_Image-grounded pointing data_
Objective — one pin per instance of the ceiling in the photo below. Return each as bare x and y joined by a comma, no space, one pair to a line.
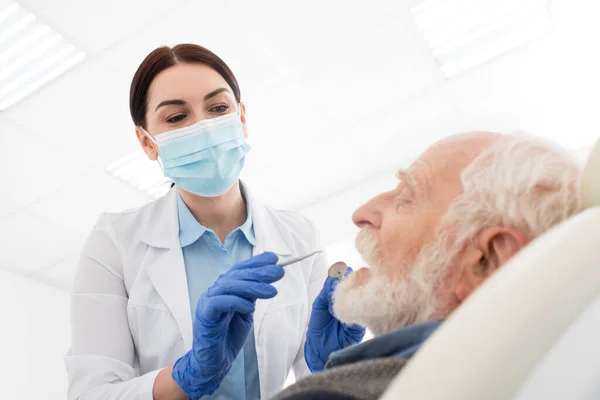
338,95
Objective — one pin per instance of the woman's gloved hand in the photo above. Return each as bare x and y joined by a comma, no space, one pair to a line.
224,316
326,333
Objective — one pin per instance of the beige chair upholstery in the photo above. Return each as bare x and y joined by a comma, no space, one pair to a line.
491,345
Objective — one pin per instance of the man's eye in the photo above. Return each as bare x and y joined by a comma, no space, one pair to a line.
176,119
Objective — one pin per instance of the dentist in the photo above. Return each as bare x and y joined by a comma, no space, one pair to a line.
181,298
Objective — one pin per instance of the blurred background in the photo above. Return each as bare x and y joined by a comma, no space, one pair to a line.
339,94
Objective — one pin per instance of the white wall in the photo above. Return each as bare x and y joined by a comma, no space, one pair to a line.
34,337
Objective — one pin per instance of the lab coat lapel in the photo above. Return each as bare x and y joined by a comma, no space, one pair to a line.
268,238
164,262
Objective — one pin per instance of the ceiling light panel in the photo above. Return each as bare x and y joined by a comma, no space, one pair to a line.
31,54
136,170
464,33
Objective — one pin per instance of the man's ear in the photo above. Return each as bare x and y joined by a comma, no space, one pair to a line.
491,248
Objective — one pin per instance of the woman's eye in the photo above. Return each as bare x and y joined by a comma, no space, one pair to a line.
220,109
177,118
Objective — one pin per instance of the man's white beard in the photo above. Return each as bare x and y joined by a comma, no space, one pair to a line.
382,304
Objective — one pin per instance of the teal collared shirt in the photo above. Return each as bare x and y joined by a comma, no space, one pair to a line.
205,258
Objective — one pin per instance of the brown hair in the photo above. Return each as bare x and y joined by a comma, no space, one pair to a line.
163,58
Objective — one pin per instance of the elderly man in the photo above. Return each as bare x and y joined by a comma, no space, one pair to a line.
462,210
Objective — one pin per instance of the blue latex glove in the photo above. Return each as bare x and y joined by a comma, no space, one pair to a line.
326,333
224,317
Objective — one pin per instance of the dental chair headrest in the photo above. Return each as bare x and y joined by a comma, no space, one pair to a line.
590,179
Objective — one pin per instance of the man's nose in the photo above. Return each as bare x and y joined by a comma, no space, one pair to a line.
369,214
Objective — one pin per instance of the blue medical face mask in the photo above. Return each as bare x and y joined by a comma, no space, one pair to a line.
205,158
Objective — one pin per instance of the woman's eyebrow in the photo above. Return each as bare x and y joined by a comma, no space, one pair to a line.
170,102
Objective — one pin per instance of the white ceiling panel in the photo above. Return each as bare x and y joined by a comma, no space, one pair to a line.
96,25
86,112
550,88
31,167
363,78
215,25
281,117
306,173
299,33
6,209
78,206
396,138
30,243
61,274
333,215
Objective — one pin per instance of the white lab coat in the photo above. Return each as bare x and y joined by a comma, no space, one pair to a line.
130,311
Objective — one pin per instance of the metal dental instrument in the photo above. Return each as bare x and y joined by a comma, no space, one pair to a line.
283,261
337,270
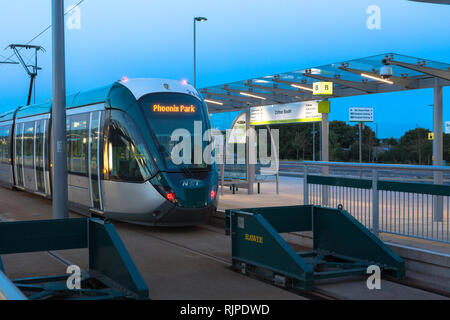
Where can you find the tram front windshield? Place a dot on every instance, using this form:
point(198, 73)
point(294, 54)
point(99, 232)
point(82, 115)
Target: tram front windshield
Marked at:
point(175, 119)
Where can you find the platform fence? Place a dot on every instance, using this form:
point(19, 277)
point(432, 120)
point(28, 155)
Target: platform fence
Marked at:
point(398, 199)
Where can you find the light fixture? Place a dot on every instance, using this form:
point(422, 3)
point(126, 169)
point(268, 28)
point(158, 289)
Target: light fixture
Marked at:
point(213, 102)
point(252, 95)
point(301, 87)
point(376, 78)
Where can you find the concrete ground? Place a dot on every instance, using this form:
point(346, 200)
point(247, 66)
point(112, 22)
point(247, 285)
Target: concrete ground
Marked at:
point(179, 263)
point(291, 193)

_Your goal_
Look through the preceding entries for the word "every". Report how many lines hold it, and only that number.

_Task solution_
4